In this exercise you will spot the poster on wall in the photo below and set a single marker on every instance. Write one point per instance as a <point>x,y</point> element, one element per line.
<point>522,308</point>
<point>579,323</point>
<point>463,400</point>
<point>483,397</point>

※

Render the rows as a two-column CSV with the headers request and points, one line per row: the request's text in one quoted field and its answer in the other, with line breaks replaced by spaces.

request,points
"In this exercise you will spot the poster on wall in the photo below and set a single marker on every instance. Write one point per instance as a <point>x,y</point> element, one element per line.","<point>522,308</point> <point>579,323</point> <point>463,400</point> <point>483,397</point>"